What you have to do
Go line by line through the records below. Copy whichever lines contain the string "lips".

Source information
Start of Block

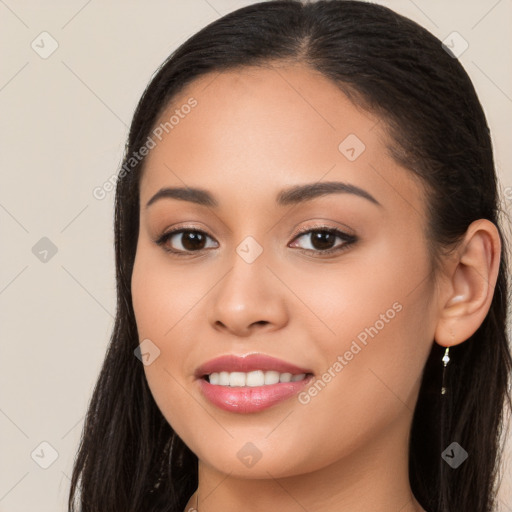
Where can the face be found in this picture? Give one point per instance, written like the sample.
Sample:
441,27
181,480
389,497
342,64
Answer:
336,283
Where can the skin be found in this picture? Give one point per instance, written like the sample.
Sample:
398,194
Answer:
254,132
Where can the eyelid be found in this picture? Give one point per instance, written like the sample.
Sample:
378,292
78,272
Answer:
347,237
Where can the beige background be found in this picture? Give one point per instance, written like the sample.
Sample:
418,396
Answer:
63,127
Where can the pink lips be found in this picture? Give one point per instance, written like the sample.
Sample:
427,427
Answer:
248,399
232,363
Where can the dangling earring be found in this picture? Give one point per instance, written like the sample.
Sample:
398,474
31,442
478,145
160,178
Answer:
446,360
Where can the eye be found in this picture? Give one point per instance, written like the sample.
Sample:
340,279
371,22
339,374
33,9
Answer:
191,240
321,239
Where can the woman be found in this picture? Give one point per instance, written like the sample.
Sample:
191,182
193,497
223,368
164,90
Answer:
338,341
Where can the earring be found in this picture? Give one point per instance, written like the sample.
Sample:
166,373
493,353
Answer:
446,360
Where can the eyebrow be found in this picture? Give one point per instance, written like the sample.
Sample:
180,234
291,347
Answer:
293,195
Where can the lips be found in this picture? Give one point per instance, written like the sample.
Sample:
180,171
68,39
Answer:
251,362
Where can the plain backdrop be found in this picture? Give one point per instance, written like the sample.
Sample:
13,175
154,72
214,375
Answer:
71,74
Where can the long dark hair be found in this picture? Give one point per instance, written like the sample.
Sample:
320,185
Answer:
129,458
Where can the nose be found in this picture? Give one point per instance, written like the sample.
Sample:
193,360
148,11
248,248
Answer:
249,298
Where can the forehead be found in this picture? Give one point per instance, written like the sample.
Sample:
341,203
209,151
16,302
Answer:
258,129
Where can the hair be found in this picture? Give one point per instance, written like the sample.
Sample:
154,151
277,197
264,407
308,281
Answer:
129,458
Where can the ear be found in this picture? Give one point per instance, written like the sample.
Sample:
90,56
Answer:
467,293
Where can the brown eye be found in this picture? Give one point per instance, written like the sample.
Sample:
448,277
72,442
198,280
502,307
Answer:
322,240
190,240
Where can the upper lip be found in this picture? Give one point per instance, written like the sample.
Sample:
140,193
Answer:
248,363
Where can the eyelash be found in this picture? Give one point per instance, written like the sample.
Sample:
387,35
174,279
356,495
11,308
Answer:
348,239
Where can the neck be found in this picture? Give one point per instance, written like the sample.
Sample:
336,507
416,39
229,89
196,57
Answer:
374,476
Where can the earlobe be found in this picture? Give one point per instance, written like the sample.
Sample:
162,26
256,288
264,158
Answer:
470,287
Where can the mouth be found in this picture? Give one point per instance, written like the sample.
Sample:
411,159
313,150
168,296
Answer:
256,378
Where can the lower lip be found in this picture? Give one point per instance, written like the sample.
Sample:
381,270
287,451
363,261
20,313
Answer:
249,399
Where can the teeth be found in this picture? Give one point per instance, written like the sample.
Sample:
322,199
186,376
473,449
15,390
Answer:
255,378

End of Block

Result for this task
Where can the pink lips be found in this picture? Give one point per instance, written like the sample.
Where can the lips be found in this picture? Give one point per instance, written like the sample.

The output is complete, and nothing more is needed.